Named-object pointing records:
####

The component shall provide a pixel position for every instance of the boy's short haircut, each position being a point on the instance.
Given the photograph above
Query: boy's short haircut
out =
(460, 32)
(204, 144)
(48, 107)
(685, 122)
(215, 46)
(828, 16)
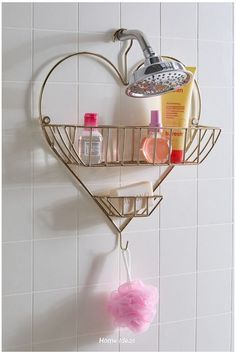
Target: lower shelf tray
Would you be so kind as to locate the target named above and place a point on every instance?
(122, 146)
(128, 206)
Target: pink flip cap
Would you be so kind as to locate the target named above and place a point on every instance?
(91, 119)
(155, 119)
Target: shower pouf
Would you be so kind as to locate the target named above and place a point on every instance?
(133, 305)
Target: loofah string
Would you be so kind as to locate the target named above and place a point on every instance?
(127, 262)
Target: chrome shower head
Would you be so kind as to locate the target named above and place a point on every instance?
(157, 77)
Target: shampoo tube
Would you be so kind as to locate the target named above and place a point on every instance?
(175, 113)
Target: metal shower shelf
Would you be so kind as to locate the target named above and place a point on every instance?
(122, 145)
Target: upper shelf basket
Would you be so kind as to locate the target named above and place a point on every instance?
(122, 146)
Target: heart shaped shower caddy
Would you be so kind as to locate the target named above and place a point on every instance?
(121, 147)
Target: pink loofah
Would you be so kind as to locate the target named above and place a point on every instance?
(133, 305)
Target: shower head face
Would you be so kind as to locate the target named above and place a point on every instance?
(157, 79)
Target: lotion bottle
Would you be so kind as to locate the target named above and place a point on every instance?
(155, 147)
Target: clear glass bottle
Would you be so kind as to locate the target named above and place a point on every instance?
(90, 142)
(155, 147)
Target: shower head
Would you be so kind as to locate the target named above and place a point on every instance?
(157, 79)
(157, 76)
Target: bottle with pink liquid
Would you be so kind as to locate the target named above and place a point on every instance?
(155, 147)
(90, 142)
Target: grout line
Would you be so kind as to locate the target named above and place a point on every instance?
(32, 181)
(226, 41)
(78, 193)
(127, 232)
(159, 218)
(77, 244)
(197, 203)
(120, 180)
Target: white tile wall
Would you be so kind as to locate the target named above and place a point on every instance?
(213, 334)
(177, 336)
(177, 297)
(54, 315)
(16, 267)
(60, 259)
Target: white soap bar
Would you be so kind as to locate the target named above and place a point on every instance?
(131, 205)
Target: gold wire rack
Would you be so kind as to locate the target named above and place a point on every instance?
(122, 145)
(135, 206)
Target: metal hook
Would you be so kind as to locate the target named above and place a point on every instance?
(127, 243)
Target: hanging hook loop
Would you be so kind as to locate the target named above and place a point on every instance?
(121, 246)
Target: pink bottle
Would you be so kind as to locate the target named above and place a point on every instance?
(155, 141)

####

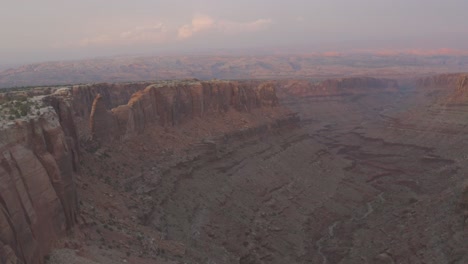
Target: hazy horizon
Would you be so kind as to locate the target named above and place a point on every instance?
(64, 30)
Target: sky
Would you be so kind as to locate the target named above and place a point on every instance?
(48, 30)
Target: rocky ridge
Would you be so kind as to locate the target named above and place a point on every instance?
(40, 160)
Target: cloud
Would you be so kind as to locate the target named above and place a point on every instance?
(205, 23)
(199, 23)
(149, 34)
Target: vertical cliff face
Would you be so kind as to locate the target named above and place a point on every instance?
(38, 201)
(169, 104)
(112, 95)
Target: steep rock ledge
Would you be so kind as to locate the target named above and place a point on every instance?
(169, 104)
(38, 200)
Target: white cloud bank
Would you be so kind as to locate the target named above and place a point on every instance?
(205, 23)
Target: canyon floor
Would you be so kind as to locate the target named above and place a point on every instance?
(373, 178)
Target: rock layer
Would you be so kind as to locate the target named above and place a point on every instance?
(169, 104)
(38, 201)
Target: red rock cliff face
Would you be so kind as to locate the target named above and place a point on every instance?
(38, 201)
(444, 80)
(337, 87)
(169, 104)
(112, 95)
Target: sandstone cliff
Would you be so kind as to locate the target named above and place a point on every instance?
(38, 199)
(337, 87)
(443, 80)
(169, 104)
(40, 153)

####

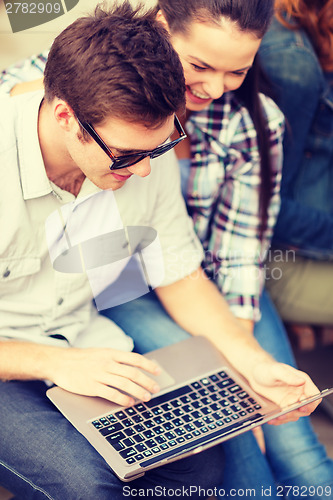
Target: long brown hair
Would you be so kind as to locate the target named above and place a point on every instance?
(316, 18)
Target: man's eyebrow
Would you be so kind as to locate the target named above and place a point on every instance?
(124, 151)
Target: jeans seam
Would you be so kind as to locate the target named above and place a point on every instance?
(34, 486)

####

#### [What to work on]
How many lines in the listing above contain the string "loofah"? Reply with the number alone.

#### [Output of the task]
2